### Data excerpts
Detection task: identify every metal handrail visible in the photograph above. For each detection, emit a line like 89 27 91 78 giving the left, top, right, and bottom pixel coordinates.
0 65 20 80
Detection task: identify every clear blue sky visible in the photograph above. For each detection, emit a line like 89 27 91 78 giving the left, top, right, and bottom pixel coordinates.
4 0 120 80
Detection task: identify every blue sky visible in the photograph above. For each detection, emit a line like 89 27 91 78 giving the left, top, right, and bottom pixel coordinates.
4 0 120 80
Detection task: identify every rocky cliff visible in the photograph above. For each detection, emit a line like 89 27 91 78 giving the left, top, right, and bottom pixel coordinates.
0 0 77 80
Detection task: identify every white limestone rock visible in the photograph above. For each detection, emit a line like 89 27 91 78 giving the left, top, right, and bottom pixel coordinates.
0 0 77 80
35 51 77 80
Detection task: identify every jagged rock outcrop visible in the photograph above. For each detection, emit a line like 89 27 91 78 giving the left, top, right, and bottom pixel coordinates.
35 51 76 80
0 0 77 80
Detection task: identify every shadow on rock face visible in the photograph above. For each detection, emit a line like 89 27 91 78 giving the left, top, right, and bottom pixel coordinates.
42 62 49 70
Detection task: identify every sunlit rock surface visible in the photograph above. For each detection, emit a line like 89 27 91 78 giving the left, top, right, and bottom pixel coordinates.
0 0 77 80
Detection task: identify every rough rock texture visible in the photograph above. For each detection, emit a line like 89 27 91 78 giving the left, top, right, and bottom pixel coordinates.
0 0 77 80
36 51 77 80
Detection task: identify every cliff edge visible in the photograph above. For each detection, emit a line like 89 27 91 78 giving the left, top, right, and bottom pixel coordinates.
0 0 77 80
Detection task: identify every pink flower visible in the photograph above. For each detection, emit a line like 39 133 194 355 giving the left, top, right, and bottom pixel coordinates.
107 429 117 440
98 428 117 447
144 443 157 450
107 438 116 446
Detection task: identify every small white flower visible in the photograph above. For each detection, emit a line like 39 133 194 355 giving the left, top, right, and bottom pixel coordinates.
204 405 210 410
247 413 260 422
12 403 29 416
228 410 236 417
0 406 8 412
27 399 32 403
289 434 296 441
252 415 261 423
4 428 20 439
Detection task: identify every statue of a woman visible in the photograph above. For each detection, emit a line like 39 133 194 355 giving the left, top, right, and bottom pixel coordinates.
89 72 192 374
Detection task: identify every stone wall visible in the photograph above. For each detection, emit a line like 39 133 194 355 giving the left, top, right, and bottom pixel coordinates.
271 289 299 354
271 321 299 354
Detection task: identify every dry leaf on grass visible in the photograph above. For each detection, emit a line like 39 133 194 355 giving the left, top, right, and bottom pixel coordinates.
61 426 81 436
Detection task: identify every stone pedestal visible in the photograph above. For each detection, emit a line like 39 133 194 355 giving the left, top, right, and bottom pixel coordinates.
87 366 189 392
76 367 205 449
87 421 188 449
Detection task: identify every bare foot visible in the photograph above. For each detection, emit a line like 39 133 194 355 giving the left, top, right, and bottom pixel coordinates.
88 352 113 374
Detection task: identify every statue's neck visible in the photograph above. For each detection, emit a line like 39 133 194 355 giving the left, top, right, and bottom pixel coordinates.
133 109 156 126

### Exercise details
All of the records are to be reproduced exactly as they were given.

### Written reply
Detection task: identify every metal handrail visible in the photograph above. For each detection, emit a line like 89 27 91 78 giving the left, top, right, and bottom pixel coordinates.
0 65 20 80
Detection task: identify every clear blue sky visible in the photograph above. For each detection, emit a line like 89 27 91 78 giving the left, top, right, and bottom pixel coordinates.
4 0 120 80
Detection task: identify every blue sky visible in the photograph above. For each detection, emit a line like 89 27 91 78 giving the left, top, right, and bottom pixel coordinates.
4 0 120 80
Detection task: identify every rocky cliff visible in the photograph above. For each detection, emit a line like 89 27 91 78 giving the left, top, right, and bottom pixel coordinates.
0 0 77 80
Detection task: identify every white limestone rock visible in the photograph above. For each detection, emit a line like 89 27 91 78 giving the left, top, right, and bottom pixel coordinates.
0 0 77 80
35 51 77 80
Detection task: identify every jagged rock outcrop visible in the photograph above. For each detection, emit a line like 89 27 91 78 giving the left, top, right, and bottom pixel coordinates.
35 51 76 80
0 0 77 80
Detection task: identify every shadow on rock face visible in the photograph above. For each detection, emit a line like 89 27 91 78 giving the left, top, right, and bottom pixel coordinates.
42 62 49 70
Detection task: identify every sunlit rock surface visible in the photograph above. For each detection, emit a line like 89 27 91 78 giving the left, top, right, and bottom pixel coordinates.
0 0 77 80
Detection task: identify every rough rock texture visible in the photograph above. For each detection, emit a line like 89 27 91 78 giving the left, top, right, and bottom pixel coordinates.
0 0 77 80
36 51 77 80
Detection task: identify every cliff edge visible in the photograph above. For each detection, emit a line like 89 27 91 78 giving the left, top, right, and bottom pixel coordinates.
0 0 77 80
Detection task: identify every pink flower visible in the photograph above. For each detection, emit a line like 39 133 194 355 giving the left, top, right, and bottom pixel coordinates.
107 429 117 440
98 428 117 447
144 443 157 450
107 438 116 446
Detection task: identify every small white flower visible in the photograph above. For each detection, emit a line like 39 133 194 355 giving the left, top, right, and bottom pixel coordinates.
204 405 210 410
247 413 260 422
12 403 29 416
228 410 236 417
0 406 8 412
27 399 32 403
289 434 296 441
252 415 261 423
4 428 20 439
Detection task: identify every statue of a woman visible in the photograph above. For each detection, emit a line like 39 133 194 355 giving the left, top, right, and bottom pixel coordinates.
89 72 192 374
Detection task: identify every stone wall visible in the photograph above. For each detection, emit a line like 39 133 194 355 giving the left, top, right, and bottom pixel coordinates.
271 289 299 354
271 321 299 354
Detection task: identify every dry leaf on grass visible in the photograph above. For each detection, emit a line like 39 133 194 355 giving the left, top, right, and bottom pixel coordinates.
61 426 81 436
Detection task: identify every stone pedestal visible in the photograph above. For each detection, emit a line like 39 133 194 355 giving the left, top, right, and bottom pixel coordinates.
87 366 189 392
76 367 205 449
87 421 188 449
Detection task: identify every bare foot visible in the photograph above. For each detection, emit a line like 39 133 194 355 giving the left, top, right, and bottom pixel coordinates.
88 352 113 374
Detection task: identify every statue's neck visible in the photograph above. For each detection, emit a line like 39 133 194 355 giving the left, top, right, and bottom pixel coordinates.
133 109 156 126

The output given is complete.